[Opening LISTED ENTRIES section]

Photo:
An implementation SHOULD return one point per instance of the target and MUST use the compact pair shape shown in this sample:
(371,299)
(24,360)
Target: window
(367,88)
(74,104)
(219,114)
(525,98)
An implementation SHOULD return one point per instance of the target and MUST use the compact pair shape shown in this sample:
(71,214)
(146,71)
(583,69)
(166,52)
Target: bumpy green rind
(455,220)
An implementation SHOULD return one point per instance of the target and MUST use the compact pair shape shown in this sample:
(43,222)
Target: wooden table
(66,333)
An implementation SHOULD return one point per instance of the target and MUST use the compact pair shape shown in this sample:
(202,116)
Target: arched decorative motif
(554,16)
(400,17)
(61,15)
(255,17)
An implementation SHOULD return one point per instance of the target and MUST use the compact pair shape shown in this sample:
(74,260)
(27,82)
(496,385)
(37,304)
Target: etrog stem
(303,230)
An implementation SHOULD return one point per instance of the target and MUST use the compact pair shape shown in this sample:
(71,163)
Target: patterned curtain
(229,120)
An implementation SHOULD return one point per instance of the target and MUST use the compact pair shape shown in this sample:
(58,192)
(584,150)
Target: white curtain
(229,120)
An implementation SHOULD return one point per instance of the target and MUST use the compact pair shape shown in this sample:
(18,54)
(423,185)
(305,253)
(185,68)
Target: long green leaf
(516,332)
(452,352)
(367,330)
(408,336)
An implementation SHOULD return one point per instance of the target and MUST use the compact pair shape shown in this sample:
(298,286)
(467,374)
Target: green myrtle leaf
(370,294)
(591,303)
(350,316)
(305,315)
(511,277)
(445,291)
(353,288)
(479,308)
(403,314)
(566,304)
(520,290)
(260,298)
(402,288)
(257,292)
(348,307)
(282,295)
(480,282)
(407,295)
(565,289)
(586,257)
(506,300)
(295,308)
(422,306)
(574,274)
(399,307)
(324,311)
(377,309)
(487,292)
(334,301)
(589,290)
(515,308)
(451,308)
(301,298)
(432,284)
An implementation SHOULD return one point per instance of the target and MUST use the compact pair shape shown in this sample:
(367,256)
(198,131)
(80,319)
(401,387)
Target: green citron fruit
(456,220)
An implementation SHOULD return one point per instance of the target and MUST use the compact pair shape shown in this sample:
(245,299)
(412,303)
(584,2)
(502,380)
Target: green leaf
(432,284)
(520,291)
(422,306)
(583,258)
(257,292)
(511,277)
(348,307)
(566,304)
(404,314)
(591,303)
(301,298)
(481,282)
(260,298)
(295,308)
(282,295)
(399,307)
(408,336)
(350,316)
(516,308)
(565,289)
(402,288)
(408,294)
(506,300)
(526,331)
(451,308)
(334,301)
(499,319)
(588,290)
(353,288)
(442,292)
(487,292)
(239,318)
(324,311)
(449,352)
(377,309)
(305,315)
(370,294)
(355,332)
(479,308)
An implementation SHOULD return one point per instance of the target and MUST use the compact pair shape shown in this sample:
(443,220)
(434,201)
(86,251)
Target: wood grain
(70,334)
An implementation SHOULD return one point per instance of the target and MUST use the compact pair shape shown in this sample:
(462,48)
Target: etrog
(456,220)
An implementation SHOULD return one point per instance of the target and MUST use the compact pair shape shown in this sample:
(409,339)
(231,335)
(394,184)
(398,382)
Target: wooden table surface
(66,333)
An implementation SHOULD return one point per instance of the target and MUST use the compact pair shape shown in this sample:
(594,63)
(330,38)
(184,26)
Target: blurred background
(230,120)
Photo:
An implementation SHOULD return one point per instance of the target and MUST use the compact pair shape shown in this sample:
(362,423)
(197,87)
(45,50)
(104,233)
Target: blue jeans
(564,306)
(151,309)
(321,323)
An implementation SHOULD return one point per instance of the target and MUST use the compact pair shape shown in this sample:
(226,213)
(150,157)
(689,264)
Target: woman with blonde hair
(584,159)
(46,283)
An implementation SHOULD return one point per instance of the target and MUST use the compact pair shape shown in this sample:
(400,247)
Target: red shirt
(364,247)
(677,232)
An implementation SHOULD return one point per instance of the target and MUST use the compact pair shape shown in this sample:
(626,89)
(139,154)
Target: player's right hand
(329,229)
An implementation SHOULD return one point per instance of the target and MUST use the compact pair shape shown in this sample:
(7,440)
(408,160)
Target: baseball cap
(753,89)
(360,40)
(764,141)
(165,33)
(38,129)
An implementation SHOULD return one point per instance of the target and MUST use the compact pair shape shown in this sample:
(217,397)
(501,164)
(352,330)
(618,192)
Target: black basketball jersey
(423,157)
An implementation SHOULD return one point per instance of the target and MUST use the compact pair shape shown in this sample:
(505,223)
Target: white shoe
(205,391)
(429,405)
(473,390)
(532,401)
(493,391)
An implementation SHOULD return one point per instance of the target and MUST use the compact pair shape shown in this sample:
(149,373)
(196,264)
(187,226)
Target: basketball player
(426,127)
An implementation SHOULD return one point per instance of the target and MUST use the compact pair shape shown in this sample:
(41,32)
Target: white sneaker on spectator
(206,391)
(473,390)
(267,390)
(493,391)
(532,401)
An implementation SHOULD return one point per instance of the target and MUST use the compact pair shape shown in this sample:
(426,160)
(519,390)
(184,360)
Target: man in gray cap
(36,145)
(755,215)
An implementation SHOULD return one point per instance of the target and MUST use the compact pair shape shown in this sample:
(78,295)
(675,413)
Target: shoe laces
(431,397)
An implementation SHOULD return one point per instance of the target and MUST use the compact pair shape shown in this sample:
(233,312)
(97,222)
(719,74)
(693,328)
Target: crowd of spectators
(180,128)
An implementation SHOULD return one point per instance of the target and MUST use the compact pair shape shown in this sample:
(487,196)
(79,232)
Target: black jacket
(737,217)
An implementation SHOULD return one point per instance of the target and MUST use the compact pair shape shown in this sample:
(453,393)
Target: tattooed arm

[Closing LISTED ENTRIES section]

## ACTIVITY
Give the records again, exactly as they appear.

## PROBLEM SOLUTION
Photo:
An implementation SHOULD return one point per instance of the target and MUST use the compact pair shape shown in this sample:
(371,299)
(24,360)
Target: window
(367,88)
(74,104)
(219,114)
(525,98)
An implementation SHOULD return one point per instance of the target and MUST use the compact pair shape shown in this sample:
(71,214)
(146,71)
(583,69)
(166,52)
Target: bumpy green rind
(455,220)
An implementation SHOULD return one point per instance of the target and MUST use the compact pair shape shown in this sample:
(43,222)
Target: wooden table
(66,333)
An implementation SHOULD return one point per instance of the target and MUST use the compact pair shape shown in this sample:
(202,116)
Target: arched decorative motif
(554,16)
(400,17)
(61,15)
(255,17)
An implementation SHOULD return one point per instance of the target and MUST use the compact pair shape shown in this sample:
(74,260)
(27,82)
(496,385)
(37,304)
Target: etrog stem
(303,230)
An implementation SHOULD return one point per instance of the target and MUST use the compact pair shape shown in this sample:
(71,163)
Target: patterned curtain
(229,120)
An implementation SHOULD return one point per instance of the target and MUST use the compact pair shape shown in this sample:
(58,192)
(584,150)
Target: white curtain
(229,120)
An implementation SHOULD return one point per instance of the target and MUST use the compact pair shape shown in this sample:
(18,54)
(423,185)
(305,253)
(185,68)
Target: long green leaf
(516,332)
(452,352)
(367,330)
(408,336)
An implementation SHOULD return one point per instance of the target and MUST use the compact pair shape shown in this sample:
(298,286)
(467,374)
Target: green myrtle leaf
(370,294)
(591,303)
(350,316)
(305,315)
(511,277)
(445,291)
(353,288)
(479,308)
(403,314)
(566,304)
(520,290)
(260,298)
(402,288)
(257,292)
(348,307)
(282,295)
(480,282)
(407,295)
(565,289)
(586,257)
(506,300)
(295,308)
(422,306)
(574,274)
(399,307)
(324,311)
(377,309)
(487,292)
(334,301)
(589,290)
(515,308)
(451,308)
(301,298)
(432,284)
An implementation SHOULD return one point per instance of the target and MUST use the compact pair shape shown in this sample:
(367,256)
(198,131)
(80,319)
(401,387)
Target: green citron fruit
(456,220)
An implementation SHOULD return one point per instance of the target and MUST use the compact pair shape shown in this sample:
(245,299)
(412,303)
(584,2)
(502,380)
Target: green leaf
(432,284)
(520,291)
(422,306)
(583,258)
(257,292)
(511,277)
(348,307)
(566,304)
(404,314)
(591,303)
(301,298)
(481,282)
(260,298)
(295,308)
(282,295)
(399,307)
(408,336)
(350,316)
(516,308)
(565,289)
(402,288)
(408,294)
(506,300)
(526,331)
(451,308)
(334,301)
(499,319)
(588,290)
(353,288)
(442,292)
(487,292)
(239,318)
(324,311)
(449,352)
(377,309)
(305,315)
(370,294)
(355,332)
(479,308)
An implementation SHOULD return one point per instance of the target and MUST use the compact pair shape shown in this sample:
(443,220)
(434,201)
(86,251)
Target: wood grain
(70,334)
An implementation SHOULD return one point per instance of the target and MUST use the compact pair shape shown in this sample:
(462,48)
Target: etrog
(456,220)
An implementation SHOULD return one point per instance of the target and MUST use the compact pair shape shown in this sample:
(409,339)
(231,335)
(394,184)
(398,382)
Target: wooden table surface
(66,333)
An implementation SHOULD return one point per instance of the target and MUST use the compact pair shape shown in this sample:
(594,63)
(330,38)
(184,26)
Target: blurred background
(230,120)
Photo:
An implementation SHOULD return one point per instance of the target and MUST use the compact pair shape shown in this sample:
(362,423)
(197,87)
(45,50)
(104,233)
Target: blue jeans
(564,306)
(151,309)
(321,323)
An implementation SHOULD return one point per instance of the target and MUST use the compact pair shape shown in this sample:
(226,213)
(150,157)
(689,264)
Target: woman with blonde hair
(584,159)
(46,283)
An implementation SHOULD return one point per instance of the target and MUST use the compact pair shape shown in this sample:
(400,247)
Target: red shirt
(364,247)
(677,232)
An implementation SHOULD return one point per instance of the target and MUST use the compact pair shape shown in this sample:
(626,89)
(139,154)
Target: player's right hand
(329,229)
An implementation SHOULD return one point per instance of the target and MUST use the compact pair shape shown in this sample:
(7,440)
(408,160)
Target: baseball cap
(753,89)
(360,40)
(764,141)
(165,33)
(38,129)
An implementation SHOULD return one point per instance of the target and MUST use the compact pair shape shown in this sample:
(217,397)
(501,164)
(352,330)
(618,192)
Target: black basketball jersey
(423,157)
An implementation SHOULD return one point per instance of the target and MUST use the compact pair shape shown in this sample:
(505,223)
Target: white shoe
(205,391)
(429,405)
(473,390)
(532,401)
(493,391)
An implementation SHOULD return one point per instance of the target and MUST use the compact pair shape shown in this sample:
(149,373)
(196,264)
(187,226)
Target: basketball player
(426,127)
An implementation SHOULD return one point per instance of the target and MUST use the compact pair shape shown in this sample:
(41,32)
Target: white sneaker on spectator
(206,391)
(473,390)
(267,390)
(493,391)
(532,401)
An implementation SHOULD return one point per instance of the target and MUST use the compact pair shape shown in this sample:
(426,160)
(519,390)
(184,360)
Target: man in gray cap
(36,145)
(755,215)
An implementation SHOULD return one point per instance of the target and MUST use the compact pair shape shown in this sample:
(78,295)
(675,413)
Target: shoe laces
(431,397)
An implementation SHOULD return one point per instance of the target and MUST use the compact pair shape shown in this sample:
(233,312)
(97,222)
(719,74)
(693,328)
Target: crowd of spectators
(180,128)
An implementation SHOULD return one point per instance of the target and MUST use the compact pair shape shown in this sample:
(487,196)
(79,232)
Target: black jacket
(737,217)
An implementation SHOULD return one point per instance of the target and MUST use the compact pair shape shown in this sample:
(453,393)
Target: tattooed arm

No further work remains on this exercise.